--- EXTRACT Enclosed Below ---
(Berlin) – Ukraine’s cabinet of ministers’ approval of new regulations on access to pain medicines will dramatically expand healthcare services for patients with incurable illnesses and reduce unnecessary suffering, Human Rights Watch said today.
The new regulations, adopted on May 13, 2013, greatly simplify the prescription and dispensing of strong pain killers, such as morphine, to patients with severe pain due to cancer and other illnesses. They replace drug regulations that Human Rights Watch had previously criticized as among the most restrictive in the world.
“This is a major advance, ensuring that Ukraine’s drug policy addresses the legitimate needs for medical opiates for pain relief,” said Diederik Lohman, senior health researcher at Human Rights Watch. “Tens of thousands of patients who are in pain will benefit from this reform.”
Under the new regulations, patients will no longer need four doctors to sign a prescription for strong pain medicines. They will also be able to keep a 15-day supply of these medications at home. In the past, patients had to rely on nurses to visit them in their homes several times a day, to administer each dose. As a result, most patients received grossly inadequate treatment of pain, especially in rural areas.
In a May 2011 report, “Uncontrolled Pain, Ukraine’s Obligation to Ensure Evidence-Based Palliative Care”, Human Rights Watch concluded that tens of thousands of cancer patients in Ukraine die every year in severe pain because they cannot get adequate palliative care services. Human Rights Watch found that some patients contemplated or attempted to commit suicide because their suffering was unbearable.
According to the World Health Organization (WHO), most, if not all, cancer pain can be relieved with existing medical treatments. Morphine is the cornerstone of its recommended cancer pain treatment. WHO recommends that basic oral morphine be offered to patients every four hours.
The approval of the new regulations comes a few months after Ukraine permitted a local pharmaceutical company, Interkhem, to start production of oral morphine, another key step in improving palliative care services in the country. Ukrainian palliative care advocates believe the introduction of morphine tablets in the public healthcare system is imminent.
Human Rights Watch recommended that the government continue to work closely with civil society to ensure that doctors are trained on the new drug regulations and in the use of oral morphine, and that public clinics have budget allocations to procure the medication.
“The Ukrainian government’s response to the unnecessary suffering of patients with incurable illnesses has been exemplary,” Lohman said. “With the introduction of oral morphine and the new drug regulations, the environment for relief of severe pain has changed dramatically for the better.”
--- End of Enclosed EXTRACT ---
TASK TO CARRY OUT =
Answer these questions using the report on Ukraine's pain medicine regulations:
(a) On what date were the new regulations adopted?
(b) How many days' supply of strong pain medicines will patients be able to keep at home?
(c) Which local pharmaceutical company was permitted to start producing oral morphine?
The data that follows was taken from a different source than the report on Ukraine's pain medicine regulations.
--- DATASET SECTION Enclosed Below ---
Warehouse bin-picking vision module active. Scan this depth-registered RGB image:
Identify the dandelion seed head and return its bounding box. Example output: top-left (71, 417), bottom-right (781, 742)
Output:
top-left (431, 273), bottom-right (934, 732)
--- End of Enclosed DATASET SECTION ---
OUTPUT =
(a) May 13, 2013
(b) A 15-day supply
(c) Interkhem